• Given task: Format the records as a Markdown table with the columns "Row" and "Line", beginning at the line that contains "reads [[58, 173]]." and continuing through the line that contains "[[280, 40], [257, 51], [38, 52], [73, 18]]". Omit any blank lines.

[Start of Given information]

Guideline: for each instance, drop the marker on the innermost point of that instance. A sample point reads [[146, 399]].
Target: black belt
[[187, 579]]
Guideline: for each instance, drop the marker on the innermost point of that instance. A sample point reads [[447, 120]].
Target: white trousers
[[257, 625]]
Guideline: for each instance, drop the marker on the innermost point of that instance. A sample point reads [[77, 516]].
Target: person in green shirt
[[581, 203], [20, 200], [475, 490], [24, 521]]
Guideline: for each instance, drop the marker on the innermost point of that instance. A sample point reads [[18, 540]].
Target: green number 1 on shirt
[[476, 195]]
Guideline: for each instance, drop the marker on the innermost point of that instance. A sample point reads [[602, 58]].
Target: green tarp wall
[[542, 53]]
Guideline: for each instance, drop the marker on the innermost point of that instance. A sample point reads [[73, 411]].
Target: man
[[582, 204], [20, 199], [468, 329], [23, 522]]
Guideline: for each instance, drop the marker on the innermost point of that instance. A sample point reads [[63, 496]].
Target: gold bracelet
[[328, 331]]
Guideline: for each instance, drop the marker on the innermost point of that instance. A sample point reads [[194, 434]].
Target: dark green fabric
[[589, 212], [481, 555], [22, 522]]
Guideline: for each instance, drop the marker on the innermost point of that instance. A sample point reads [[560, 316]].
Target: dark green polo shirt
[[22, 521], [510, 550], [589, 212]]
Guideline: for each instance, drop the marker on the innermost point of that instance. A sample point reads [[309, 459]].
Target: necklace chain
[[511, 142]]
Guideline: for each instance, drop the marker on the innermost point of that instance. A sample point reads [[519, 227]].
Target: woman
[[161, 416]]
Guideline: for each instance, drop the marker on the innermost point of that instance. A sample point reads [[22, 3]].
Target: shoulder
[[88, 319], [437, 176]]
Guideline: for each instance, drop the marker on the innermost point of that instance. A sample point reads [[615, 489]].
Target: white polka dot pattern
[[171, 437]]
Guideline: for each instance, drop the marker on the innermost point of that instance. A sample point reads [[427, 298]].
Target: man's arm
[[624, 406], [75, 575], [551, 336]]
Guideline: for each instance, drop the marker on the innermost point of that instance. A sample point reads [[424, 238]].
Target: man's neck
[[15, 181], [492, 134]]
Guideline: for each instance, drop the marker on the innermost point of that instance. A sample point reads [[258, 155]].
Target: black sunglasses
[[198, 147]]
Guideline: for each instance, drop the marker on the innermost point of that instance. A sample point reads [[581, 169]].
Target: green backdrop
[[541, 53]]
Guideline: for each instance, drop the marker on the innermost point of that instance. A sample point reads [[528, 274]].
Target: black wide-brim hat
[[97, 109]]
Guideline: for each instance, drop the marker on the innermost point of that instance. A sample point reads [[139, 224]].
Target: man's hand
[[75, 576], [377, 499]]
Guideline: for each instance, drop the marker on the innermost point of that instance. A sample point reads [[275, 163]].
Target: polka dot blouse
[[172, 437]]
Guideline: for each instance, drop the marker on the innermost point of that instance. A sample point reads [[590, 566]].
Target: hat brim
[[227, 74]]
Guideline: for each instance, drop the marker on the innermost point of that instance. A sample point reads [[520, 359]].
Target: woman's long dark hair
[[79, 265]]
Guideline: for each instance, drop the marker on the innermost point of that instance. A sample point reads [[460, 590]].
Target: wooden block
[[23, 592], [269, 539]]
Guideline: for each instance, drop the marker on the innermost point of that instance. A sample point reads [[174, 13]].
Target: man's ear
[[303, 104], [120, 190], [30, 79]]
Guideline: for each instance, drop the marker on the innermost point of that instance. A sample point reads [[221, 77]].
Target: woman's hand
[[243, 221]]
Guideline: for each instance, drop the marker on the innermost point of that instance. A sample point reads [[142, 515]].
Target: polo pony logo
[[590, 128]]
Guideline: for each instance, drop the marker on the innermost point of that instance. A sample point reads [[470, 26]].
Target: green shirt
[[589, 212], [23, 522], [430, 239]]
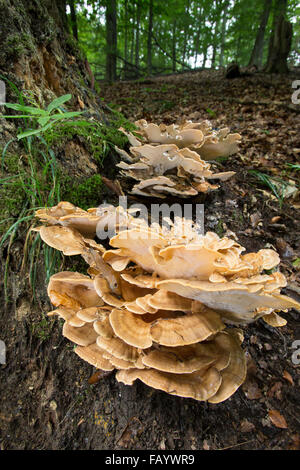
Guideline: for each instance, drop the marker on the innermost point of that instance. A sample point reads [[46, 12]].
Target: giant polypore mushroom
[[158, 306], [198, 136], [166, 169]]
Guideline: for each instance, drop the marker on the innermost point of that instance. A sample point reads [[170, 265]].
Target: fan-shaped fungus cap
[[162, 318], [94, 356], [198, 385], [199, 137], [168, 169]]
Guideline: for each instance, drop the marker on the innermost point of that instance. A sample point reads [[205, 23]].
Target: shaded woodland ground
[[47, 401]]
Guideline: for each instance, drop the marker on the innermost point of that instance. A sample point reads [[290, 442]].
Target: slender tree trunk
[[280, 40], [197, 40], [149, 41], [186, 28], [213, 60], [204, 58], [73, 19], [137, 33], [257, 52], [111, 40], [174, 46], [223, 33], [126, 31], [132, 36]]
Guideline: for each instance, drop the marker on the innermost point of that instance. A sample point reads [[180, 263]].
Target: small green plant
[[277, 186], [40, 120], [211, 112], [293, 166]]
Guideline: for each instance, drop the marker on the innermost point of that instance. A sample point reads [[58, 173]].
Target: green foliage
[[86, 194], [98, 138], [186, 34], [34, 179], [38, 120], [277, 185]]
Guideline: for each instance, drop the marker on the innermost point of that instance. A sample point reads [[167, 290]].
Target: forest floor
[[47, 401]]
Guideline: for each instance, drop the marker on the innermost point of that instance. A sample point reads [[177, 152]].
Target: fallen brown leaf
[[277, 419], [286, 375]]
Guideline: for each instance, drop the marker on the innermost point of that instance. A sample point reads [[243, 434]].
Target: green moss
[[85, 195], [13, 197], [99, 139]]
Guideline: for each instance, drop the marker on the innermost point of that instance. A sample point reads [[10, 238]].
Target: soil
[[47, 398]]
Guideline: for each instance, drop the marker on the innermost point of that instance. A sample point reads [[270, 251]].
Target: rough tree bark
[[280, 40], [257, 51], [38, 52], [73, 18]]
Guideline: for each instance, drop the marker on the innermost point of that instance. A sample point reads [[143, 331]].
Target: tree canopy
[[143, 37]]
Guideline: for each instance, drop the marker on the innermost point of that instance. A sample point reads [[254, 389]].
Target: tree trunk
[[174, 46], [204, 58], [137, 33], [126, 31], [73, 19], [111, 40], [257, 52], [223, 34], [149, 40], [280, 40], [186, 29], [36, 49], [213, 60], [198, 37]]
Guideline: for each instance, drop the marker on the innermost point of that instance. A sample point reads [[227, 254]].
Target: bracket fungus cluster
[[163, 305], [171, 160]]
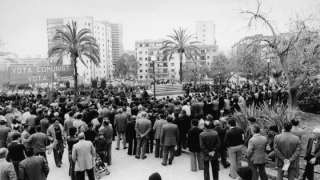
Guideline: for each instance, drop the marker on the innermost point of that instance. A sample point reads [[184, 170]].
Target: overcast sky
[[23, 22]]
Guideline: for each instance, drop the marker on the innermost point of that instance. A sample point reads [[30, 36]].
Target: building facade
[[117, 44], [101, 31], [205, 31], [166, 69]]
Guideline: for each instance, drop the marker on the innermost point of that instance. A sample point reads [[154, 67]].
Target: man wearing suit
[[132, 138], [120, 123], [143, 127], [168, 138], [287, 148], [7, 171], [312, 154], [33, 167], [256, 153], [222, 150], [194, 146], [234, 141], [157, 131], [83, 155], [210, 144]]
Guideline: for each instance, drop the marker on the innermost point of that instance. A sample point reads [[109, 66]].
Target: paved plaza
[[128, 167]]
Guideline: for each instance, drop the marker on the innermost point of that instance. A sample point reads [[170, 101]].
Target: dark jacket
[[131, 132], [234, 137], [33, 168], [222, 133], [308, 155], [209, 141], [194, 139]]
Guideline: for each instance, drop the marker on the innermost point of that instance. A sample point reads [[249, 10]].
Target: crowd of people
[[85, 124]]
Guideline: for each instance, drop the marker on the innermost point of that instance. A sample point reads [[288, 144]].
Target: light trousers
[[235, 154], [194, 157]]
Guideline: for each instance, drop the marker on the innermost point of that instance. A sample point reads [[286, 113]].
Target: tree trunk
[[180, 72], [75, 73]]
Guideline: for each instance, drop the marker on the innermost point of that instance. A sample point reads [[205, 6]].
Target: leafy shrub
[[266, 116], [309, 99]]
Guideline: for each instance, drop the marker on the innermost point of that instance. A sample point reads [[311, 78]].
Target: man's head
[[255, 129], [232, 122], [252, 120], [81, 136], [194, 122], [29, 151], [287, 126], [295, 122], [316, 133], [3, 153]]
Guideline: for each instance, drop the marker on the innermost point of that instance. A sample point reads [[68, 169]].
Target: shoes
[[144, 157]]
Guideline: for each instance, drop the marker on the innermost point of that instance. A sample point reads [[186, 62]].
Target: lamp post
[[200, 74], [268, 73], [153, 59]]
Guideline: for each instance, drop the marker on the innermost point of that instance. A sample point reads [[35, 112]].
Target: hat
[[316, 131]]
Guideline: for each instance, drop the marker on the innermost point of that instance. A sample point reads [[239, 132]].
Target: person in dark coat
[[222, 150], [312, 154], [194, 146], [132, 139], [169, 138], [210, 144], [33, 167]]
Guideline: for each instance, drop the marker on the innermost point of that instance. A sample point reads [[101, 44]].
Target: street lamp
[[200, 74], [153, 59], [268, 60]]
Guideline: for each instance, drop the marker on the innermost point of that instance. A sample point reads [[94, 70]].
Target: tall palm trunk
[[74, 59], [180, 72]]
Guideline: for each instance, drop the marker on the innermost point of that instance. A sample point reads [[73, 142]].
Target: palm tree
[[77, 45], [181, 43]]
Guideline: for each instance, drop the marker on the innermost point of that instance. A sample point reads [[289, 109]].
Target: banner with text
[[39, 74]]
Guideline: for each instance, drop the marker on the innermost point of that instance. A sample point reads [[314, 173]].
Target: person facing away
[[7, 171], [256, 153], [83, 154], [287, 148], [33, 167], [169, 138], [210, 144], [193, 143], [312, 155]]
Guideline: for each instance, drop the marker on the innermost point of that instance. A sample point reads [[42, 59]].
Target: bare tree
[[299, 36]]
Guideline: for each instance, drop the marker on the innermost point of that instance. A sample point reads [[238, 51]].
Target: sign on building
[[39, 74]]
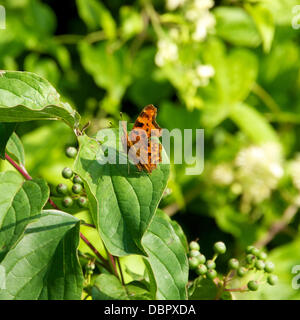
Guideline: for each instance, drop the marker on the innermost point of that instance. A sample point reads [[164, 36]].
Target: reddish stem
[[25, 174]]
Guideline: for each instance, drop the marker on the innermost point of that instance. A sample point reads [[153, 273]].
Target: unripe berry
[[67, 202], [62, 189], [233, 264], [71, 152], [67, 173], [269, 267], [193, 262], [260, 265], [77, 179], [219, 247], [250, 258], [77, 188], [210, 264], [252, 285], [194, 245], [211, 273], [249, 249], [201, 258], [82, 202], [201, 269], [241, 272], [272, 279]]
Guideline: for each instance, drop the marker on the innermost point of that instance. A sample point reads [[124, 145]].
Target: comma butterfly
[[140, 146]]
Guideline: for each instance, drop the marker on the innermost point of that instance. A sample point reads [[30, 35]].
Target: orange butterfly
[[139, 143]]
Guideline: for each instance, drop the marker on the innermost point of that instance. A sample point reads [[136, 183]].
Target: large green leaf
[[6, 130], [21, 202], [26, 96], [44, 263], [167, 258], [123, 200]]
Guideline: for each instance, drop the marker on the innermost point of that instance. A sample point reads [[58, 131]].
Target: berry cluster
[[254, 262], [77, 192]]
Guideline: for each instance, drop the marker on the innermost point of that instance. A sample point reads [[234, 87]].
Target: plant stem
[[25, 174]]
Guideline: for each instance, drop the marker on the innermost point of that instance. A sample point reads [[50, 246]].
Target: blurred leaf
[[236, 26], [110, 70], [167, 258], [123, 200], [95, 15], [203, 289], [6, 130], [252, 123], [44, 263], [21, 203], [264, 21], [15, 149], [26, 96]]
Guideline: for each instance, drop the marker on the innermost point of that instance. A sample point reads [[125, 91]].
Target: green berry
[[262, 256], [82, 202], [67, 202], [201, 258], [201, 269], [210, 264], [249, 249], [272, 279], [71, 152], [194, 253], [62, 189], [77, 179], [252, 285], [255, 252], [241, 271], [77, 188], [269, 266], [194, 245], [211, 273], [219, 247], [233, 264], [250, 258], [260, 265], [67, 173], [193, 262]]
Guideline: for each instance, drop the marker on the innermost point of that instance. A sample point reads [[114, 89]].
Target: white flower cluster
[[259, 169]]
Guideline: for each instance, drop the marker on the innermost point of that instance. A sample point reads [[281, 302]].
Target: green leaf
[[6, 130], [26, 96], [236, 26], [95, 15], [44, 263], [264, 21], [167, 258], [110, 70], [203, 289], [108, 287], [123, 200], [15, 150], [21, 203], [253, 124]]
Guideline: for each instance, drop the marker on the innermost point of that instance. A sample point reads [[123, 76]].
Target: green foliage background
[[102, 57]]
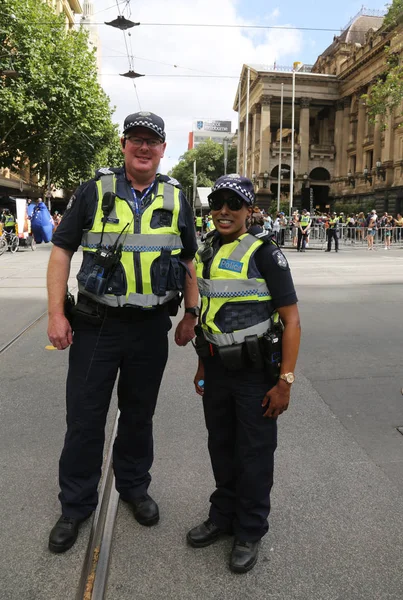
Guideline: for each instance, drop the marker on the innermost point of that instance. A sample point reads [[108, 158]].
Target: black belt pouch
[[254, 353], [232, 356]]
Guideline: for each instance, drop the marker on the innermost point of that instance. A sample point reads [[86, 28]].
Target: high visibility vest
[[145, 255], [228, 282]]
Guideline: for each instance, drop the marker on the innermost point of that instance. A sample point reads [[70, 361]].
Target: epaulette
[[105, 171], [171, 180]]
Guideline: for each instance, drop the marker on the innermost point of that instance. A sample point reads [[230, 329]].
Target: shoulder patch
[[71, 202], [280, 259], [174, 182], [104, 171]]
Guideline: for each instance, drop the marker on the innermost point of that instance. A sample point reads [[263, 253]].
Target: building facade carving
[[338, 151]]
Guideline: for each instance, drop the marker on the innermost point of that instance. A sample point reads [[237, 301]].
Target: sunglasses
[[233, 202]]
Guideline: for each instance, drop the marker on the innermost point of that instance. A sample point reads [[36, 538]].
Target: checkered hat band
[[145, 124], [234, 186]]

[End of Given information]

• Solved exercise:
| Row | Line |
|---|---|
| 1 | Guideline: for each instance, drop the marker on the innermost point of that instance. A sample point reads [[58, 173]]. |
| 2 | Target: green foliage |
| 3 | [[86, 194], [98, 138], [186, 34], [34, 179], [38, 120], [277, 185]] |
| 4 | Guideline: for each instance, drop the marker on the innermost point of that instance. A sample point reads [[167, 290]]. |
| 5 | Target: forest floor |
| 6 | [[47, 401]] |
| 7 | Guideline: for each instance, drop the marker on the innermost point of that instance. A sample point reads [[177, 152]]. |
| 8 | Target: fallen brown leaf |
| 9 | [[277, 419], [286, 375]] |
| 10 | Guideline: for each instance, drop the marker on the innermost point of that instance. A sample point reads [[243, 434]]. |
| 11 | Target: green moss |
| 12 | [[85, 195], [13, 197], [99, 139]] |
| 13 | Guideline: for each instance, drop the marker on the innermost point of that instance. A sample point reads [[10, 238]]. |
| 14 | Target: soil |
| 15 | [[47, 398]] |
| 16 | Guideline: for each instance, drop the marker on the innermost point of that instance. A sample point reads [[270, 251]]. |
| 17 | Target: rough tree bark |
| 18 | [[280, 40], [257, 51], [38, 52], [73, 18]] |